====== GIVEN DATA ======

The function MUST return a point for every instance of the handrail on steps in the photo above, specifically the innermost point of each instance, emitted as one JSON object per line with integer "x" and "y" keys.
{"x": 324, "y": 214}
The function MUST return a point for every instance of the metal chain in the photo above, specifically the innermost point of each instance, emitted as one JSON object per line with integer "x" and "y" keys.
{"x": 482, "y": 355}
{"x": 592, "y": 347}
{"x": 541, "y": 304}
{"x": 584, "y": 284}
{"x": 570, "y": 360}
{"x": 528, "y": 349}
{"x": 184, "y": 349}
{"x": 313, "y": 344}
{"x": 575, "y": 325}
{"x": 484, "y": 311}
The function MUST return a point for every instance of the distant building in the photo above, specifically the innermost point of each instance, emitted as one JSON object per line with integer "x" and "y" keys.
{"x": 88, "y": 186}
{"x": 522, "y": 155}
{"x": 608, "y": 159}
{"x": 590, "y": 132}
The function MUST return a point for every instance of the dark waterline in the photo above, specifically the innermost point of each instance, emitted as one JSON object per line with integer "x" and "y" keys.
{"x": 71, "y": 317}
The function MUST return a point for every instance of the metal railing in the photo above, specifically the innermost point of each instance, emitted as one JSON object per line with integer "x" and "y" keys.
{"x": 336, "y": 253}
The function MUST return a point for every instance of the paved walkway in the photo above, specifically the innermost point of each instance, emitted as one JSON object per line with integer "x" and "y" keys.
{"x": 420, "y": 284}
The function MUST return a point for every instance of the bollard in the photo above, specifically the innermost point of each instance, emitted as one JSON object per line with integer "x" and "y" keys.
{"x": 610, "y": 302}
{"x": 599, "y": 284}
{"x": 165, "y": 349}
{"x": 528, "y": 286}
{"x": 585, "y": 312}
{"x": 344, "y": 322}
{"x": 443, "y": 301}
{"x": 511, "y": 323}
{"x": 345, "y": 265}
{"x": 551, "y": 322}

======

Write out the records above exactly as given.

The function MUST return a point for every instance of the handrail on steps in the photo above, specifically the innermost point of each instance, emitted as one JSON object per line with integer "x" and "y" keys.
{"x": 324, "y": 214}
The function MUST return a point for every instance of the metal chain in the photo above, specifically the innermost point of each instance, emitted as one JSON object per line with integer "x" and "y" keys.
{"x": 482, "y": 355}
{"x": 592, "y": 347}
{"x": 541, "y": 304}
{"x": 584, "y": 284}
{"x": 570, "y": 360}
{"x": 528, "y": 349}
{"x": 184, "y": 349}
{"x": 313, "y": 344}
{"x": 575, "y": 325}
{"x": 484, "y": 311}
The function MUST return a point for every instance of the distant building in the photo above, specifically the innermost point of each instance, emitted as one JSON object per line with integer "x" and "y" keys.
{"x": 88, "y": 186}
{"x": 522, "y": 155}
{"x": 608, "y": 159}
{"x": 590, "y": 132}
The function MUST return a point for every instance of the dark waterline in the photo above, specifically the innermost point of each instance, emitted as one JSON object per line with integer "x" and "y" keys.
{"x": 71, "y": 317}
The function MUST return a point for every instance of the metal railing in the photo above, specifically the innermost point of each instance, emitted as one JSON object per line with integer "x" and "y" keys.
{"x": 336, "y": 253}
The function MUST return a point for every instance of the paved walkway in the photo above, specifically the innermost point of each instance, emitted as one JSON object per line with integer "x" and "y" keys.
{"x": 420, "y": 284}
The function MUST return a point for every instance of the bollard in the photo above, specifically the innermost point of each instance, emitted as one JSON object per line with integer "x" and "y" keys.
{"x": 610, "y": 302}
{"x": 599, "y": 284}
{"x": 165, "y": 349}
{"x": 528, "y": 286}
{"x": 585, "y": 312}
{"x": 344, "y": 322}
{"x": 443, "y": 301}
{"x": 511, "y": 323}
{"x": 345, "y": 265}
{"x": 551, "y": 322}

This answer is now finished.